• _VORLIEGENDER TEXT_
Da hattest du matrix triologie plus animatrix als story verbunden und die geomod engine von red faction und die bullet time von max payne das war so cool


----------



## Worrel (24. Dezember 2021)

LOX-TT schrieb:


> bitte beim Thema bleiben und hier nicht in irgendwelche absurden Verschwörungen abdriften, hier geht es um Matrix 4 oder zumindest das Matrix-Franchise.


Nun ja, grundsätzlich ist der Plot der Matrix Trilogie ja ein Fest für Verschwörungstheoretiker. "Alles von der Matrix gelenkt!" -_ *schwurbel*_

Matrix ist aber eher als _generelle _Systemkritik gemeint - und vor allem: in erster Linie als Unterhaltung (immerhin kommen ja Werwölfe & Vampire inUniverse vor)

• _ZU ERLEDIGENDE AUFGABEN_
A – Beantworte anhand des Forenauszugs zu Matrix:
(i) Welche Engine aus welchem Spiel wird im ersten Satz genannt?
(ii) Worum soll es laut dem zitierten Beitrag von LOX-TT hier gehen?
(iii) Welche Wesen kommen laut Worrel im Matrix-Universum vor?
B – Schreib aus dem Forenauszug zu Matrix den Abschnitt zwischen „Nun ja, grundsätzlich“ und „Vampire inUniverse vor)“ ab, beide eingeschlossen.

• _BEREITGESTELLTES MATERIAL_
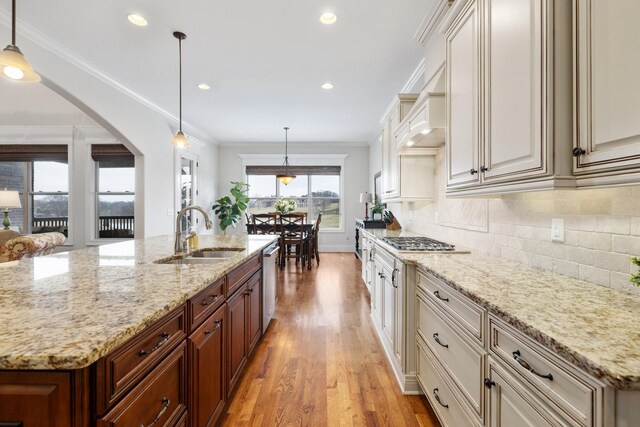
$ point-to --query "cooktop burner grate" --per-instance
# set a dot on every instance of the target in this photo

• _ANTWORTEN_
A –
(i) Die geomod engine von Red Faction.
(ii) Um Matrix 4 oder zumindest das Matrix-Franchise.
(iii) Werwölfe und Vampire.

B –
Nun ja, grundsätzlich ist der Plot der Matrix Trilogie ja ein Fest für Verschwörungstheoretiker. "Alles von der Matrix gelenkt!" -_ *schwurbel*_

Matrix ist aber eher als _generelle _Systemkritik gemeint - und vor allem: in erster Linie als Unterhaltung (immerhin kommen ja Werwölfe & Vampire inUniverse vor)